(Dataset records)
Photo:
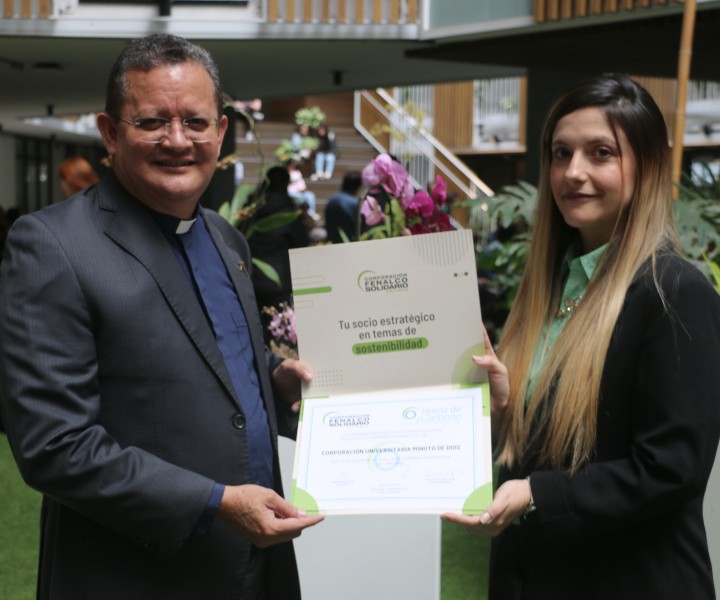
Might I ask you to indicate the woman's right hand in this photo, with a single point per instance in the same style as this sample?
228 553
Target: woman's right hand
497 377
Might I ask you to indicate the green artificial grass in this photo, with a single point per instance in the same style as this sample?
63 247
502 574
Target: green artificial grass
464 564
19 530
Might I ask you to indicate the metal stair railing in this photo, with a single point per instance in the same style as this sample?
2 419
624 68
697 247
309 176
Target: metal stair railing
419 139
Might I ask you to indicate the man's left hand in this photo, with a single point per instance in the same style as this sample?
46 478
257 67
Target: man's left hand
287 378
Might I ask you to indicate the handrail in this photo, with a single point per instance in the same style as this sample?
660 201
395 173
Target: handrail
352 12
412 134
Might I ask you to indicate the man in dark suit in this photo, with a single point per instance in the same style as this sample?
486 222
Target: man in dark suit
137 392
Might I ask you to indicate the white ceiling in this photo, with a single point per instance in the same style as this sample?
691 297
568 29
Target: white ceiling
62 75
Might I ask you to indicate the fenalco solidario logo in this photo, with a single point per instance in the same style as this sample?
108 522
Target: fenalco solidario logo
335 419
369 281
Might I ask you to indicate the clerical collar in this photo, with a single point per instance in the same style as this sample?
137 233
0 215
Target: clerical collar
184 226
172 225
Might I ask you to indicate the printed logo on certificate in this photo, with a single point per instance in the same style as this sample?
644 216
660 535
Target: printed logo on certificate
397 417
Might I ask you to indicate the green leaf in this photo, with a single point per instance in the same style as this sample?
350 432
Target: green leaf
242 192
714 271
272 222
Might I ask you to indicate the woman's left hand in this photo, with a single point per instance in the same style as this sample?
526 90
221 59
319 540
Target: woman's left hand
511 501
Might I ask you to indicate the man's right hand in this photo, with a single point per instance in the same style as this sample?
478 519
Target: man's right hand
262 516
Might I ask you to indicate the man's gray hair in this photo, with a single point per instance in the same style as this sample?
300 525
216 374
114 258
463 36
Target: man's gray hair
151 52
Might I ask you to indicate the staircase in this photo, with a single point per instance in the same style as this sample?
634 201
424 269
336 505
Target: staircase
353 153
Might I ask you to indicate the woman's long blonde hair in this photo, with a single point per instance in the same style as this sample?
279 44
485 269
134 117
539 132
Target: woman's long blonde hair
564 403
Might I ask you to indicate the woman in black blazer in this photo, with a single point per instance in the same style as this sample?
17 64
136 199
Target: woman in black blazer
606 385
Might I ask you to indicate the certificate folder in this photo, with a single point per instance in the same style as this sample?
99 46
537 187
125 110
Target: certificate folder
396 418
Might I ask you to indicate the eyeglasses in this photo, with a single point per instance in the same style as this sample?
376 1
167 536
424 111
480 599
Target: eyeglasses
153 130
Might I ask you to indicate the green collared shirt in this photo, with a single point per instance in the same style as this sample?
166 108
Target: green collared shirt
577 272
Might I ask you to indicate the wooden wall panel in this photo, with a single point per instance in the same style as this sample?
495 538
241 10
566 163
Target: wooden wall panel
413 14
663 92
454 114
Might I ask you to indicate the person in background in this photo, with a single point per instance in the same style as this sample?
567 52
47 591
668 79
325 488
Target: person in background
137 393
75 174
273 246
604 390
325 154
297 188
302 143
341 212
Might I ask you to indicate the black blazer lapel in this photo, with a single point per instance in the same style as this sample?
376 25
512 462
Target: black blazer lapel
129 224
236 259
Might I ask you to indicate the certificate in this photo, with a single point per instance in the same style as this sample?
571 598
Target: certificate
389 328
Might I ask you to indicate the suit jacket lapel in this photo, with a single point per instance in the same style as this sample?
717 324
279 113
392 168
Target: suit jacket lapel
238 268
129 224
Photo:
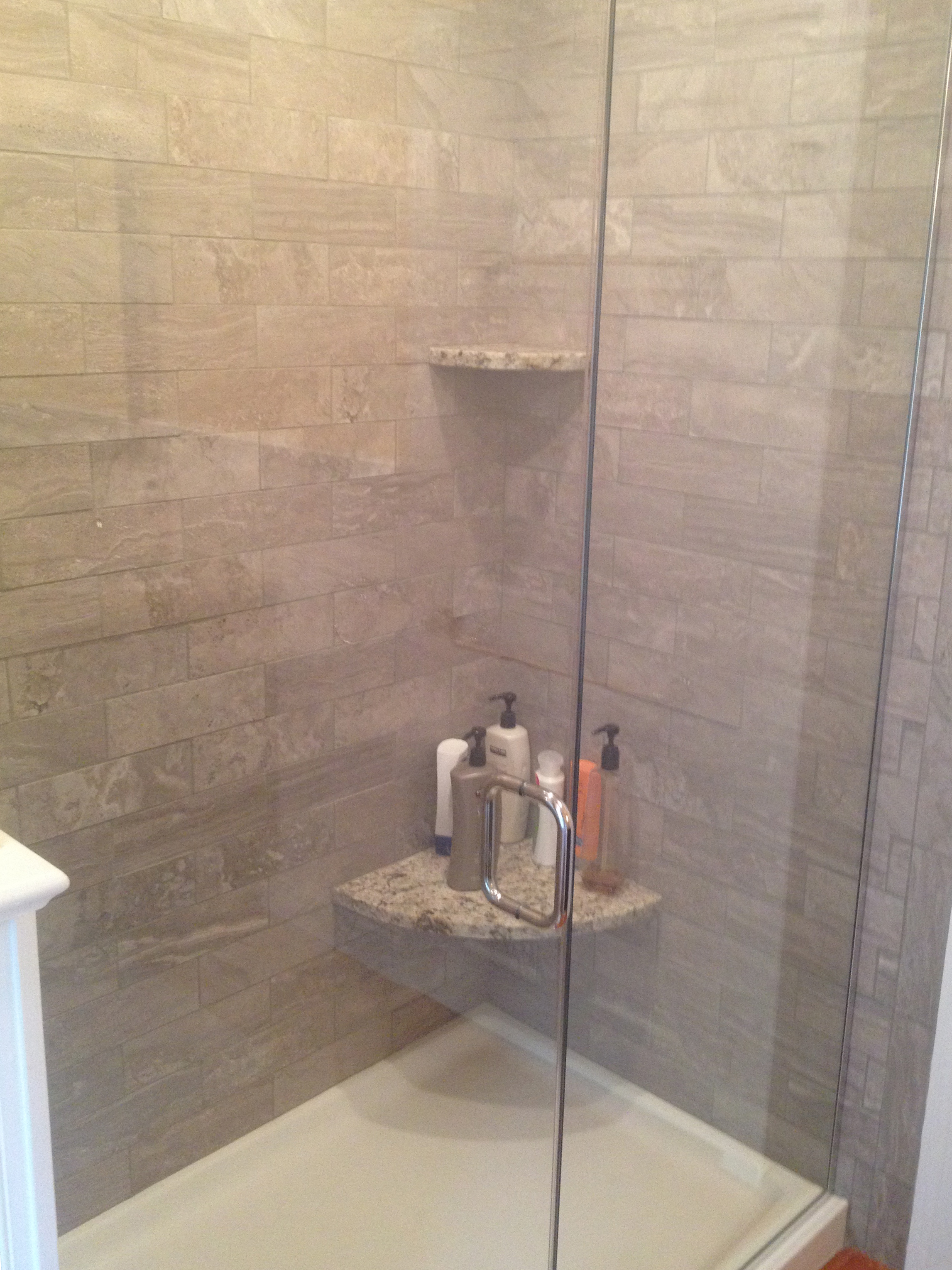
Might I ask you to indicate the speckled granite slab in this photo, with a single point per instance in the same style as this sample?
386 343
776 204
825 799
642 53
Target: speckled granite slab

◆ TASK ITEM: Leave out the pictures and output every record above precisely as given.

◆ RESPONSE TO THE TASK:
Photo:
Might I ask you to indicate the woman's right hand in this photo, with a single point per instance in the same style as this sample?
228 553
Target: woman's right hand
497 377
Might I ask you to indicate the green artificial grass in this photo, with a single point per instance in the same style as this sample?
63 247
502 574
Target: green artificial grass
464 564
19 530
Might I ask you to indicate the metal stair railing in this photo, with a single point per instance in the same style as this sample?
2 419
624 68
697 247
309 176
Target: metal stair railing
419 139
Might I ask you to indicate the man's left hand in this photo, with a single point per instance in the same style as this sample?
46 478
257 67
Target: man's left hand
287 378
Might I ask you to indicate the handrail in this photo, with a single point per instance in the same style as this sample?
660 201
395 173
Target: handrail
352 12
412 134
Might I ask you to indicate the man in dark suit in this photo, with a single point per instance in the same style as this sample?
486 222
Target: man in dark suit
137 392
Might I ask you to indicate the white ceiling in this photo, with a single point per instance in the same style as this sample?
691 297
568 29
Target: white ceiling
62 75
Might I ask you to indicate the fenalco solidario logo in this photo, with a single point per instance in the same style as this sample?
108 522
Target: fenalco solidario logo
335 419
369 281
Might I ask you to indicate the clerical collar in this photo, with a single point per instance in the same style as this sample?
137 233
0 215
Target: clerical collar
184 226
172 225
Might I ask you to indicate the printed logo on certificate in this photo, with a single point per instance in the same style as this sample?
644 216
660 535
Target: printed logo on certificate
397 417
Might I ask you to indicate the green leaf in this photo, with a single point per instance in the same style as this sample?
350 432
Target: green leaf
242 192
714 271
272 222
Might I ask you to indicate the woman's left hand in this photo, with a single point per instance in the same style as this sample?
526 90
221 59
319 540
Target: woman's left hand
511 501
Might I ask you to indicate the man's right hand in this photo, with a single point per instance in the same style as this sample?
478 519
Target: man's right hand
262 516
Might I ask you to indicate the man's gray hair in this photo, with a single point per instance in the same style as this sample?
300 525
216 374
114 258
463 36
Target: man's gray hair
151 52
Might I ask you to indicate the staircase in this photo, with a single point per instance in the same style as this sample?
634 201
424 269
336 505
Target: staircase
353 153
Might I ask you to indicate the woman's long blonde hair in this photo, with a single point per instance in the same style as this sample?
279 44
485 269
134 117
539 132
Target: woman's long blonde hair
564 403
Might I ask you to indicate the woman in black blazer in this photo, with a single point per instance in the same style as this sample?
17 64
136 199
Target: woman in black blazer
606 385
Might I ask you to indicate the certificate folder in this photo, with a single point per instance in the same style as this sample?
99 46
537 187
125 110
Target: certificate folder
396 418
Might I ask you to indicate the eyeglasses in this photo, with a single point per instance in the same style as this sample?
376 1
167 536
424 111
480 599
Target: eyeglasses
153 130
Might I ask you to indicate the green collared shirt in this photo, with a single point per instance in the same style as this sample?
166 108
Target: green collared shirt
577 272
Might I ask you to indicate the wooden wall panel in this photo, with a single point per instance in the same style as this sample?
495 538
241 10
566 163
Target: wooden wall panel
413 14
663 92
454 114
Might I ask you to indicate the person in background in this photo, with a single point per instance in the same style as this sample?
567 52
47 591
668 79
325 488
Target: person in background
137 393
75 174
273 246
604 390
325 154
297 188
302 143
341 212
Might I ask you to indicate the black blazer lapel in this photo, with a single point per instance in the same style as this sample?
376 25
512 462
Target: black blazer lapel
129 224
236 259
Might I ask you to indicate the certificate in this photo, with a single point per instance in the same style as this sample?
571 598
Target: certificate
389 328
Might I ask you to indicate the suit jacket lapel in this photo, with a single point per instance in the same style as this sample?
717 324
279 113
392 168
Target: suit jacket lapel
238 268
129 224
Photo:
Might I ask you to indicate the speckled granite slab in this photo, with a single point per instance in the same style as this sample?
386 343
776 204
825 799
642 53
Target: speckled granite slab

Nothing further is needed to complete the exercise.